YOUR GOAL -
Apart from the images, reproduce all of the data word for word.

DATA PROVIDED: Begin

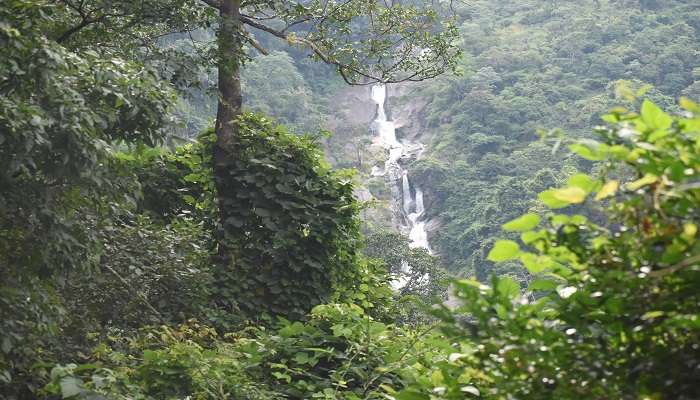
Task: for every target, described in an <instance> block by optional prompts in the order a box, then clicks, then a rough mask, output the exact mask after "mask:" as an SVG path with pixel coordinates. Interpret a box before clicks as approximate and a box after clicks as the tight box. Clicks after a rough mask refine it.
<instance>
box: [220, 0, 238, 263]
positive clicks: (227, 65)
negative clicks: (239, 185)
mask: <svg viewBox="0 0 700 400" xmlns="http://www.w3.org/2000/svg"><path fill="white" fill-rule="evenodd" d="M240 6H241V1H240V0H222V1H221V8H220V9H219V12H220V16H221V22H220V24H221V25H220V26H219V33H218V34H219V36H218V48H219V60H218V63H219V65H218V67H219V104H218V109H217V113H216V127H215V132H216V138H217V139H216V144H215V146H214V154H213V156H214V181H215V183H216V188H217V191H218V197H219V198H218V203H219V218H220V222H221V225H222V226H223V225H224V224H225V221H226V219H227V218H228V212H227V208H228V207H227V205H230V204H231V203H230V202H231V201H235V199H234V198H233V195H234V194H233V193H230V190H229V189H227V184H226V183H227V180H228V176H229V174H230V168H229V167H230V165H231V163H232V161H233V157H235V154H233V151H232V150H233V147H234V144H235V142H236V140H237V135H238V126H237V125H236V119H237V118H238V116H239V115H240V114H241V105H242V96H241V79H240V67H241V60H242V58H243V43H242V40H241V18H240V17H241V14H240ZM225 236H226V235H225V232H220V234H219V235H218V240H219V256H220V257H219V260H218V262H219V263H221V264H224V265H226V264H228V263H229V262H230V255H229V254H228V252H227V251H226V246H225Z"/></svg>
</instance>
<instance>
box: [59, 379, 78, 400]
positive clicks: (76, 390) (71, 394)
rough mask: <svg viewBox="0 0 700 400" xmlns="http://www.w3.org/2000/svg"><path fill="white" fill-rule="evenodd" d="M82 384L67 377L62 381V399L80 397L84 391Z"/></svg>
mask: <svg viewBox="0 0 700 400" xmlns="http://www.w3.org/2000/svg"><path fill="white" fill-rule="evenodd" d="M81 383H82V382H81V381H80V380H79V379H76V378H74V377H72V376H67V377H65V378H63V379H61V383H60V385H61V397H62V398H64V399H68V398H71V397H74V396H77V395H79V394H80V393H81V392H82V391H83V389H81V388H80V384H81Z"/></svg>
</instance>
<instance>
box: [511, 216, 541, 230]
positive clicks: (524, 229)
mask: <svg viewBox="0 0 700 400" xmlns="http://www.w3.org/2000/svg"><path fill="white" fill-rule="evenodd" d="M539 223H540V217H539V216H537V215H535V214H525V215H523V216H521V217H519V218H516V219H514V220H512V221H510V222H508V223H506V224H503V229H505V230H507V231H510V232H524V231H529V230H531V229H533V228H534V227H536V226H537V225H538V224H539Z"/></svg>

DATA PROVIDED: End

SOLUTION BELOW -
Task: for every target, described in an <instance> block by optional prompts in the order a box, then clicks, then a rough mask, output the exact mask after "mask:" as an SVG path with pixel coordinates. Interpret a box before clicks as approximate and a box after clicks as the tight box. Clicks after a rough mask refine it.
<instance>
box: [220, 0, 238, 263]
positive clicks: (227, 65)
negative clicks: (239, 185)
mask: <svg viewBox="0 0 700 400" xmlns="http://www.w3.org/2000/svg"><path fill="white" fill-rule="evenodd" d="M240 6H241V1H240V0H222V1H221V8H220V9H219V12H220V16H221V22H220V24H221V25H220V26H219V33H218V34H219V36H218V48H219V60H218V63H219V65H218V67H219V104H218V109H217V113H216V127H215V132H216V138H217V139H216V144H215V146H214V154H213V156H214V181H215V183H216V188H217V191H218V197H219V198H218V203H219V218H220V222H221V225H222V226H223V225H224V224H225V221H226V219H227V218H228V212H227V208H228V207H227V205H230V204H231V203H230V202H231V201H235V199H234V198H233V195H234V194H233V193H230V190H229V189H227V184H226V183H227V180H228V176H229V174H230V168H229V167H230V165H231V163H232V161H233V157H235V154H233V151H232V150H233V147H234V144H235V142H236V140H237V135H238V126H237V125H236V119H237V118H238V116H239V115H240V114H241V105H242V96H241V79H240V67H241V60H242V58H243V43H242V40H241V18H240V17H241V14H240ZM225 236H226V235H225V232H220V234H219V235H218V240H219V256H220V257H219V260H218V262H219V263H221V264H224V265H226V264H228V263H229V262H230V255H229V254H228V252H227V251H226V246H225Z"/></svg>
</instance>
<instance>
box: [59, 379, 78, 400]
positive clicks: (76, 390) (71, 394)
rough mask: <svg viewBox="0 0 700 400" xmlns="http://www.w3.org/2000/svg"><path fill="white" fill-rule="evenodd" d="M82 384L67 377L62 381V399L80 397L84 391Z"/></svg>
mask: <svg viewBox="0 0 700 400" xmlns="http://www.w3.org/2000/svg"><path fill="white" fill-rule="evenodd" d="M81 383H82V382H81V381H80V380H79V379H76V378H74V377H72V376H67V377H65V378H63V379H61V383H60V385H61V397H62V398H64V399H68V398H71V397H74V396H77V395H79V394H80V393H81V392H82V391H83V389H81V388H80V384H81Z"/></svg>
</instance>
<instance>
box: [511, 216, 541, 230]
positive clicks: (524, 229)
mask: <svg viewBox="0 0 700 400" xmlns="http://www.w3.org/2000/svg"><path fill="white" fill-rule="evenodd" d="M539 223H540V217H539V216H537V215H535V214H525V215H523V216H521V217H519V218H516V219H514V220H512V221H510V222H508V223H506V224H503V229H505V230H507V231H510V232H524V231H529V230H531V229H533V228H534V227H536V226H537V225H538V224H539Z"/></svg>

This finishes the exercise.